* _Written instruction_
Pick out every line in the records below that contains the string "player", and copy each one unchanged.

* _Material provided_
+++++
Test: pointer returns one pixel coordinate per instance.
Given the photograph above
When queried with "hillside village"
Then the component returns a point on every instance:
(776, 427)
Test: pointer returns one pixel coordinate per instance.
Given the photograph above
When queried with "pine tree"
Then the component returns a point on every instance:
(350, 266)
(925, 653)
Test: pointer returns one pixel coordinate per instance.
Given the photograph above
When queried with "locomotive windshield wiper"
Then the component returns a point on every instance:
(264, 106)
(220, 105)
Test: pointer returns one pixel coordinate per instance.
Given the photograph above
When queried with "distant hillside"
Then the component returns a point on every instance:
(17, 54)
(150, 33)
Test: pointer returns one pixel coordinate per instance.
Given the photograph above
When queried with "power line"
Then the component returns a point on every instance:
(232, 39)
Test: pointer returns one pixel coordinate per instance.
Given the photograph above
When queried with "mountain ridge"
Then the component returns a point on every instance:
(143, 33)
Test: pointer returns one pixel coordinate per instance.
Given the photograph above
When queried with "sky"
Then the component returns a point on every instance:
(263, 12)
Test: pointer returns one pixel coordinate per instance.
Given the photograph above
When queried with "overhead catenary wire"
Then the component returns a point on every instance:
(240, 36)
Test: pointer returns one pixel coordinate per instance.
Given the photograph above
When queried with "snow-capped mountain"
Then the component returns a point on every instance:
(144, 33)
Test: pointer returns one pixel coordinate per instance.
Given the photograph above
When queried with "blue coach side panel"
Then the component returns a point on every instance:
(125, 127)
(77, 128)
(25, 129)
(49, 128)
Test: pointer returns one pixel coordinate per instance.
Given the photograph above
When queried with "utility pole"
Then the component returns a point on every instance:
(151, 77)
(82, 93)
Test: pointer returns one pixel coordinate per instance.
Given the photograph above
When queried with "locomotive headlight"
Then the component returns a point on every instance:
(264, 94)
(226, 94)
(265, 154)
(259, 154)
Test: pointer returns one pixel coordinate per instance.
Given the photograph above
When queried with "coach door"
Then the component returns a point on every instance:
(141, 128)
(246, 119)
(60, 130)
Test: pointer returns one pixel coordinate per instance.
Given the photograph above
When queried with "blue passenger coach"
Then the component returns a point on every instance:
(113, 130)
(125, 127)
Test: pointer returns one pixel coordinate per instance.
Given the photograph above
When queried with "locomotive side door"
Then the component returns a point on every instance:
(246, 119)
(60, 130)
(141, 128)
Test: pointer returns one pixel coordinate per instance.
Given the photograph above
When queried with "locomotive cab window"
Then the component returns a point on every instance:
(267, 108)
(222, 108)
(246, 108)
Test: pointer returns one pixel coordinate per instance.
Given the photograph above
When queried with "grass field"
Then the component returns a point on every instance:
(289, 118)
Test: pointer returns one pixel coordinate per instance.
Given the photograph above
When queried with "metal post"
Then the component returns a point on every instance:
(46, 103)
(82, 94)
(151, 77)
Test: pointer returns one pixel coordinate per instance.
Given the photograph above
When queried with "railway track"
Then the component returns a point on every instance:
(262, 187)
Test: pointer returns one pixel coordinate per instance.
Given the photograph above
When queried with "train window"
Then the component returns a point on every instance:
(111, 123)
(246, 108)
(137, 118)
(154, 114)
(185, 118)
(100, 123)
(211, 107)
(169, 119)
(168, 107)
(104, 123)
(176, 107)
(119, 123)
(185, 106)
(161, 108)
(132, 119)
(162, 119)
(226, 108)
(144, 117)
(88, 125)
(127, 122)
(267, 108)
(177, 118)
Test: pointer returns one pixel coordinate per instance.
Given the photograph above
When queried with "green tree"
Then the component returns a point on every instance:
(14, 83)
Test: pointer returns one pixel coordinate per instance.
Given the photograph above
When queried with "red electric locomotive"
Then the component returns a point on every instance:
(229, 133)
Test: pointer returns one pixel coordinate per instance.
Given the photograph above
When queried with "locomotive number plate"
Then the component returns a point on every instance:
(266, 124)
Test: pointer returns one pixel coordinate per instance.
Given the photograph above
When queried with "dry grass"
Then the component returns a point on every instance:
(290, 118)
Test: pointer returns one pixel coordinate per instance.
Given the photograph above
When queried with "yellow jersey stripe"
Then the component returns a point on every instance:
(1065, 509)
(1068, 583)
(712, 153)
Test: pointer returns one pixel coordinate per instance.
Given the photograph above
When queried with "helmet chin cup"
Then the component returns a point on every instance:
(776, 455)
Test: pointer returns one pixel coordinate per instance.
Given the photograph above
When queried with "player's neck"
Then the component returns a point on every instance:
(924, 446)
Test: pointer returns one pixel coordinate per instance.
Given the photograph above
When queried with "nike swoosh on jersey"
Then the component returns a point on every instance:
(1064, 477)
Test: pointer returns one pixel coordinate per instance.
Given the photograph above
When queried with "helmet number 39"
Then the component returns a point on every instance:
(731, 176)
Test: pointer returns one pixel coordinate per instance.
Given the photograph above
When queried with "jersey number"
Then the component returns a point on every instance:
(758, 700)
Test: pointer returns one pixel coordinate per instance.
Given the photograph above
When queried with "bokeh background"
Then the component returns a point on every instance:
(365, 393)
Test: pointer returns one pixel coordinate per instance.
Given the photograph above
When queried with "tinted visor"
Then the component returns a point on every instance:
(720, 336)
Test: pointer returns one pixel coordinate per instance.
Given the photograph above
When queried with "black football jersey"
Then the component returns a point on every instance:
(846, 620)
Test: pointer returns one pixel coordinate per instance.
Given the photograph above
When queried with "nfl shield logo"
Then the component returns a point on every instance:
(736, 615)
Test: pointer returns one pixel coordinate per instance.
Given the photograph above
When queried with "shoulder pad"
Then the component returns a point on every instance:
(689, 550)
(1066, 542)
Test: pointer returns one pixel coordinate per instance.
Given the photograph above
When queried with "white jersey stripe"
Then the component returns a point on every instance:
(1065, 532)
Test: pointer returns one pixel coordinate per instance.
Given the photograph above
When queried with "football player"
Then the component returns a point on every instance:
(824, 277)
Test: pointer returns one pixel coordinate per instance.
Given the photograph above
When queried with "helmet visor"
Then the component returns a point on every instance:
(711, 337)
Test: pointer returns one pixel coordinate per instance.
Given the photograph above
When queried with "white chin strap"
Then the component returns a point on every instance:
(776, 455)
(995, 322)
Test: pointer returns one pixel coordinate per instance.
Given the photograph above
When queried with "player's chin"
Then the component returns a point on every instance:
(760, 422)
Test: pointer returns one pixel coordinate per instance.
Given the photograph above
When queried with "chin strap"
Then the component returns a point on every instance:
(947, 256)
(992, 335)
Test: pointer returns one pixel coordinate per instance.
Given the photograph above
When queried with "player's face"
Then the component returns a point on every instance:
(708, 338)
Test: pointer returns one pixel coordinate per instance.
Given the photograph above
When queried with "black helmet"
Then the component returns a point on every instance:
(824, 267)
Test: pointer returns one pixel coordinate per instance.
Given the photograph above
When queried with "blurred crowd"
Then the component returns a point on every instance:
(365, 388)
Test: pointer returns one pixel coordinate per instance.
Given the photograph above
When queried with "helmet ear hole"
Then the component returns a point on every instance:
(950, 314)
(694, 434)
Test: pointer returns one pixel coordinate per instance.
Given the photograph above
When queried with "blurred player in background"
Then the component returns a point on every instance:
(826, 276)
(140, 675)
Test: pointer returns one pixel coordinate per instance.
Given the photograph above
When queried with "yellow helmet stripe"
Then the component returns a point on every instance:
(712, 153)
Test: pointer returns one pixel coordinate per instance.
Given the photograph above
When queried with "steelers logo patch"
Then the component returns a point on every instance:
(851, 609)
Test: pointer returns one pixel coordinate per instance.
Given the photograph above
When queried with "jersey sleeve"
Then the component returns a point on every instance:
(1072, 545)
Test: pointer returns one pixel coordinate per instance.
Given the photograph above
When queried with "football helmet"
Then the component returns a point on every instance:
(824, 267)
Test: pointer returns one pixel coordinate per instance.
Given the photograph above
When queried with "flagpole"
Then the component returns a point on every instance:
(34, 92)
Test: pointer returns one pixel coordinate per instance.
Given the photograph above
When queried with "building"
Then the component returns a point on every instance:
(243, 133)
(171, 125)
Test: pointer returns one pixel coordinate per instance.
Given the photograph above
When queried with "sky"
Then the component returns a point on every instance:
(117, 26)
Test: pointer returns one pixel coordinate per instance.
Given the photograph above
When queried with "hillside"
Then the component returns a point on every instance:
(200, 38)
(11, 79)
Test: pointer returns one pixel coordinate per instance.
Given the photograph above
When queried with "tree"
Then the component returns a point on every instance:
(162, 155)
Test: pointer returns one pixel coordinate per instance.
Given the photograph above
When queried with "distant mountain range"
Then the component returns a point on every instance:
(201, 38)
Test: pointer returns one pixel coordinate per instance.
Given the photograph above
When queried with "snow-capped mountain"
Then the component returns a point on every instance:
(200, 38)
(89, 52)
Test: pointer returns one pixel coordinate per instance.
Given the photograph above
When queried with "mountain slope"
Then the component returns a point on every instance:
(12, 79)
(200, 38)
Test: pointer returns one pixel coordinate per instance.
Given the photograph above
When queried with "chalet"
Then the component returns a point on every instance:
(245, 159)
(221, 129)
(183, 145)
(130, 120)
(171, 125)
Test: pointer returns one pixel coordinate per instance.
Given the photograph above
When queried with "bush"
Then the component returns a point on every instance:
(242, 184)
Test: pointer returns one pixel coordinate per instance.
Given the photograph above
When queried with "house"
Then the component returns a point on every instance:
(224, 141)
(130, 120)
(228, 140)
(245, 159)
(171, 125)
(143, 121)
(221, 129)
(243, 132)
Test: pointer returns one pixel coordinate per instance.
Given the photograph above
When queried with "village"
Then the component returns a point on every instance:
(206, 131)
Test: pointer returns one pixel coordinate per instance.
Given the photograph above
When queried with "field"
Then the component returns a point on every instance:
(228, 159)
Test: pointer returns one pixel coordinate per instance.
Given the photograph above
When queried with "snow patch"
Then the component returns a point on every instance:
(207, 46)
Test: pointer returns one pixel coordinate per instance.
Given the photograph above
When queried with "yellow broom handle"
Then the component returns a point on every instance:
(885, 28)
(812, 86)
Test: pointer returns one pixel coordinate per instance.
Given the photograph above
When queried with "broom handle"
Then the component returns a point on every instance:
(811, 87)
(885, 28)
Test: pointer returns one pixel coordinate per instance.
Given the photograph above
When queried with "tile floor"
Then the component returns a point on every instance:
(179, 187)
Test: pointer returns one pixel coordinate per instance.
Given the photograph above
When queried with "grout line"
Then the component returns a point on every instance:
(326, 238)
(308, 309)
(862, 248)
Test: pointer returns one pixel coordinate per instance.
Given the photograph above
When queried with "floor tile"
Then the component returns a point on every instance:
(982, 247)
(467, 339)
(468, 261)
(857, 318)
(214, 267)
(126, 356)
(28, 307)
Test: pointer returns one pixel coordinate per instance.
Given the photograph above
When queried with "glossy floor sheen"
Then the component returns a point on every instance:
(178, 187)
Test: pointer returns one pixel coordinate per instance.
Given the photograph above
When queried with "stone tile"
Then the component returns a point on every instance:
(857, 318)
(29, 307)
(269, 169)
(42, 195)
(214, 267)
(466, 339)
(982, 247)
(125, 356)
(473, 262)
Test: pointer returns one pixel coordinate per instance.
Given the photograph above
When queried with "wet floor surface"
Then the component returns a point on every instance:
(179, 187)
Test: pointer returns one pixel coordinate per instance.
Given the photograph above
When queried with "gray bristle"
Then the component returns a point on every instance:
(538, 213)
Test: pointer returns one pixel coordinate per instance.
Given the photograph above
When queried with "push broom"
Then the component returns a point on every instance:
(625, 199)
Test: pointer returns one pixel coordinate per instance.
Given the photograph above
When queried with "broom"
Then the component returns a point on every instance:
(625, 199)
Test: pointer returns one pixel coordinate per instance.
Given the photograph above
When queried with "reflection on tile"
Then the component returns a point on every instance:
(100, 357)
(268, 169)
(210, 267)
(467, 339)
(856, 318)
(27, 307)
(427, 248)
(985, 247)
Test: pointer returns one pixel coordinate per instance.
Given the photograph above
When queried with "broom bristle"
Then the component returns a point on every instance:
+++++
* _Task result_
When queried with "player's neck"
When queried with "football player"
When queried with "player's chin"
When queried with "player's face"
When queried with "blurred player in background"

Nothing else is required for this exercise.